=== Aim of the exercise ===
From the passage on the SARS outbreak's economic effects in Asia below, list every tourism-related service sector it names as particularly affected.

=== Passage to read ===

[Start of Attachment]

The SARS outbreak is causing serious disruptions to near-term economic growth in Asia, but its policy implications for governments stretch far into the future.
Recent positive developments and improved public health measures have added weight to arguments that SARS, although serious, will cause only a temporary shock to economic growth.
This new disease, however, should remind policy makers that changes in health care and information management are needed if similar future challenges are to be transformed into medium- and long-term opportunities.
Clearly, SARS poses significant medical risks. But the psychological impact on people in affected areas has, at times, been disproportionate to the disease's relatively low mortality rates.
Among reported SARS cases at present, the average mortality rate over all affected regions is 7 percent and the recovery rate is 43 percent, while the outcome of the remaining cases is not yet known.
The pronounced psychological impact of the outbreak can be attributed to both the wide gap between the rapid and detailed transmission of information about the numbers of people struck down by SARS and to the lack of sufficient medical information about the disease.
Uncertainty and fear are at the root of the outbreak's deep economic impact.
There are a number of ways the disease hurts business. In locations with a high incidence of SARS, the movement of people is restricted, either voluntarily or involuntarily, thus reducing consumer spending.
Tourism-related service sec-tors, including airlines, hotels, entertainment, retail and restaurant businesses, are particularly affected as travelers cancel trips and consumers shun shops, restaurants and entertainment venues.
The stress on the tourism industry, which accounts for over 9 percent of GDP in East Asia and about 11 percent in Southeast Asia, will spread to other areas of the economy.
If the outbreak persists, exports will also be affected as trade fairs and business travel are canceled and demand for goods from affected areas falls. A persistent outbreak could also dampen investor confidence resulting in weaker investment and inflows of foreign capital.

[End of Attachment]

=== Dataset records ===

[Start of Attachment]

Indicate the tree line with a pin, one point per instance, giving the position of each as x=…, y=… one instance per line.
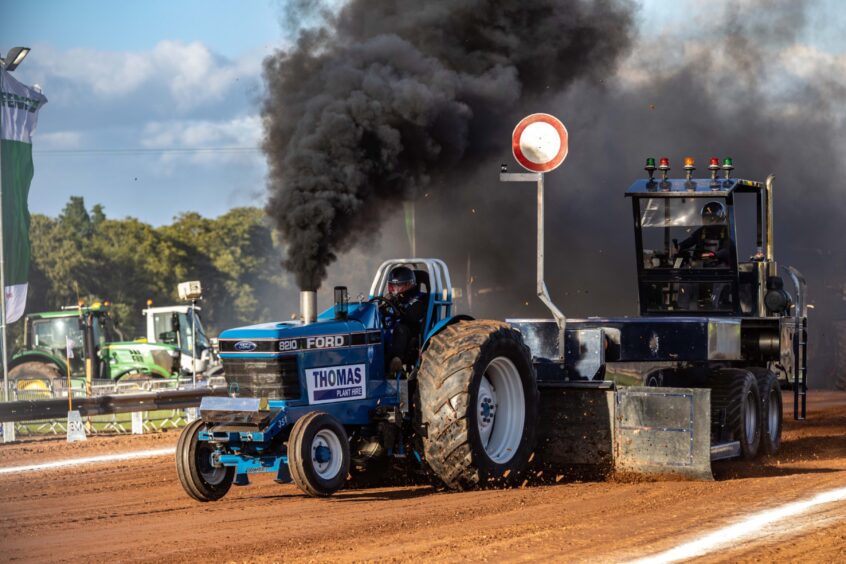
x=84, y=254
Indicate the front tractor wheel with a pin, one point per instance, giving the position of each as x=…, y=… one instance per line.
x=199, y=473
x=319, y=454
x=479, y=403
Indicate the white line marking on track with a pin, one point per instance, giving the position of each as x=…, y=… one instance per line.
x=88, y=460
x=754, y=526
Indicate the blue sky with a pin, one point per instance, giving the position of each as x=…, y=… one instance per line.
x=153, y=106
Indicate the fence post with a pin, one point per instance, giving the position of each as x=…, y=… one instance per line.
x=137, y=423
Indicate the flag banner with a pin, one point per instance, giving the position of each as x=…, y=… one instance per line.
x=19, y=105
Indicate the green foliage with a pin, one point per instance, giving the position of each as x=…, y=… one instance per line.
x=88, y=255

[End of Attachment]

=== Task result ===
Airlines, hotels, entertainment, retail, and restaurant businesses.